Task to complete:
Reproduce every one of the records below verbatim, keeping each line as it is.

Data listing:
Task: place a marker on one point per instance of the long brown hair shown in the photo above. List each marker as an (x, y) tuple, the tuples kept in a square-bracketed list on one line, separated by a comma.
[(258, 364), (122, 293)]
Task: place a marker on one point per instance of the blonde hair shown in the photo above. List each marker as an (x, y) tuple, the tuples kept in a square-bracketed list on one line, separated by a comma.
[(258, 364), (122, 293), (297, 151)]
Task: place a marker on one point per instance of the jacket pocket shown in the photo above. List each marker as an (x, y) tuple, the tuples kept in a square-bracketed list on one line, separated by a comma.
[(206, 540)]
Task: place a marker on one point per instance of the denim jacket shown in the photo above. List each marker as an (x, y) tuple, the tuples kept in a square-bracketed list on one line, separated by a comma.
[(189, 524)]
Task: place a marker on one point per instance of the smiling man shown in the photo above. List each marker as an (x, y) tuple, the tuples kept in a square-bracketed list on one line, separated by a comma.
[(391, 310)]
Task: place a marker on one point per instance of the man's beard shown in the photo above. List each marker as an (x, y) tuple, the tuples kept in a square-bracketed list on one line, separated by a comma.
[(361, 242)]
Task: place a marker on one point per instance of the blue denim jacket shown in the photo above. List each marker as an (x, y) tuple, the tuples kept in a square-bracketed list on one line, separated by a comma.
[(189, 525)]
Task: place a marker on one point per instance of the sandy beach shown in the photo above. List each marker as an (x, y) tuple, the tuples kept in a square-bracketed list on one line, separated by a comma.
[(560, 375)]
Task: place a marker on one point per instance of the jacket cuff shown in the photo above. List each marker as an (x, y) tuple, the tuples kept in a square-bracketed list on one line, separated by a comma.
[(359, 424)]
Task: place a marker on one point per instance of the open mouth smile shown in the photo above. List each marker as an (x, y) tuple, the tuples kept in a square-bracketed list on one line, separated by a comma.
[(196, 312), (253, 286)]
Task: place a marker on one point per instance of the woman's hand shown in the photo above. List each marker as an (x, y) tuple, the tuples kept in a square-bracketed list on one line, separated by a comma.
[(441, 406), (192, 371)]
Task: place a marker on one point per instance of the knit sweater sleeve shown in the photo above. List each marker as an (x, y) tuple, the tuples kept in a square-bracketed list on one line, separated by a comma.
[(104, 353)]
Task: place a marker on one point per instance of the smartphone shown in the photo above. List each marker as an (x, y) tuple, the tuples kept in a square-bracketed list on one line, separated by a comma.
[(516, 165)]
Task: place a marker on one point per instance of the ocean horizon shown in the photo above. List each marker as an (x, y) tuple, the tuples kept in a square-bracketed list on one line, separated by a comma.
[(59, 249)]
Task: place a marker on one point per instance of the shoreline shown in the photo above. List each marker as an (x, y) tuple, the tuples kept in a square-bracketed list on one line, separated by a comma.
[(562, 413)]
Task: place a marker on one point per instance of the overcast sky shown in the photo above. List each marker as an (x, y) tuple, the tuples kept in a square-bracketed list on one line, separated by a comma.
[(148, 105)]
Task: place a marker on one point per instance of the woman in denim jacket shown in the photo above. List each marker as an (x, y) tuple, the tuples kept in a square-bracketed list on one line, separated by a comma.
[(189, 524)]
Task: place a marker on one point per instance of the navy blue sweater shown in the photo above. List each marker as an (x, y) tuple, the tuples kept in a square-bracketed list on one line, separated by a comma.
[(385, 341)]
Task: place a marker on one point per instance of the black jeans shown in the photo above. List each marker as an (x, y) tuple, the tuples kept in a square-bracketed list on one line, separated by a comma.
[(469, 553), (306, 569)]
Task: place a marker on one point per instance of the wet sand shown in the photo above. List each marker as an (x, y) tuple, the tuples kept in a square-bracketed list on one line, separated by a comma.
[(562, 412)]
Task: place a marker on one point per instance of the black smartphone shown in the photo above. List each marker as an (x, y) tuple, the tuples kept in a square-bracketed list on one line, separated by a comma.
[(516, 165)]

Written response:
Task: place a marker on one point per instance of the long brown hair shown in the photo above. List each marker as an (x, y) tuple, the tuples kept in a square-bracketed list on one line, separated by a comma.
[(258, 364), (122, 293)]
Task: place a marker on one point per instance of the blonde hair shown in the photo above. List each marker as an (x, y) tuple, the tuples kept in a square-bracketed list on one line, separated by a comma.
[(258, 364), (122, 293), (297, 151)]
Task: place a marker on one point per instance of the jacket pocket shown in the photo above. List each marker as an (x, y) tuple, the tuples kept in a square-bracketed list on one line, separated by a comma.
[(206, 540)]
Task: place a marker on one point per instance of the denim jacket shown in the photo above. List each marker as an (x, y) tuple, the tuples kept in a square-bracketed list on one line, separated by a comma.
[(189, 524)]
Task: place a marker on one point per instance of the smiling man shown in the photo above. List each marker as an (x, y) tuple, the tuples kept in a square-bracketed list on one line, separated by a comma.
[(391, 310)]
Task: place a marker on one point per instance of the man's beard shown in the photo above. List each marker as an (x, y) tuple, the tuples kept in a square-bracketed list on one line, separated by a comma.
[(361, 242)]
Task: place a marker on one point per instance of the blue denim jacket shown in the photo above. List each marker as an (x, y) tuple, the tuples kept in a square-bracketed list on one line, separated by a comma.
[(189, 525)]
Task: place a marker on one point per instance of the sandy beach shown in the photo above. List each marker as an (x, y) tuple, the tuples kept in a square-bracketed list on one line, separated by a comma.
[(560, 375)]
Task: place a marker on one point per instance of the jacket cuff shown in the photo above. List each marker as an (x, y) tuple, the tuples kept in a square-bracketed list on one line, separated by a comma.
[(359, 424)]
Task: place a marker on one point per instance of the open mouth smile shown in the photo above. List each marker as an (x, y) tuple, the tuples kept in a square-bracketed list on one line, separated by a comma.
[(196, 312), (253, 286)]
Task: place a marker on one point per instance of the woman's hand shown in the photo above. List each marker as an (x, y) tuple, the tuples kept in a square-bracketed list on one line, separated by a comma.
[(441, 406), (192, 371)]
Task: place a marker on one point per instance of the knit sweater sleeve shown in the photo above. List each marker as an (x, y) tuple, the tuples kept in a square-bracketed list on one line, separated by a comma.
[(104, 353)]
Task: place a marker on one point per instance of the smartphone shown in the photo above. List each marker as an (x, y) tuple, the tuples kept in a square-bracketed list on one line, separated by a comma.
[(516, 165)]
Task: place a marker on one point per instance of the ocean horizon shown in the photo above. List each marker as an (x, y) tuple, the tuples kept in a square-bracketed list on one line, separated by a comma.
[(59, 249)]
Task: place a marker on one point per instance of the shoreline shown in the photo above. List each marker as an (x, y) tuple, the tuples kept in a square-bracketed list on one line, separated by a comma.
[(562, 413)]
Task: place a marker on one point per instance of the overcast sky shown in the photo above. List each marker as an (x, y) tuple, the tuples kept in a square-bracketed list on one line, separated by a comma.
[(148, 105)]
Task: place a marker on one point per instance of the woman in denim jacket shown in the photo above. List each marker as an (x, y) tuple, the tuples kept in a square-bracketed list on one line, separated by a comma.
[(189, 524)]
Task: place a marker on one point per instance of the navy blue sweater shown in the photo above. List each marker as an (x, y) tuple, the tuples kept in a square-bracketed list on one line, separated by a comma.
[(385, 341)]
Task: place a marker on one point per instance of the black jeans shown in the photo above. List each marker as an (x, y) tuple, the tuples kept in a square-bracketed list on one line, separated by a comma.
[(469, 553), (306, 569)]
Task: place a marker on one point per instance of the wet sand shown in the photo above. List each marker as an (x, y) tuple, the tuples kept in a square-bracketed list on one line, separated by a comma.
[(562, 412)]
Task: place a marker on one point per instance of the black smartphone shown in the photo above. List each marker as an (x, y) tuple, the tuples kept in a square-bracketed list on one line, separated by a comma.
[(516, 165)]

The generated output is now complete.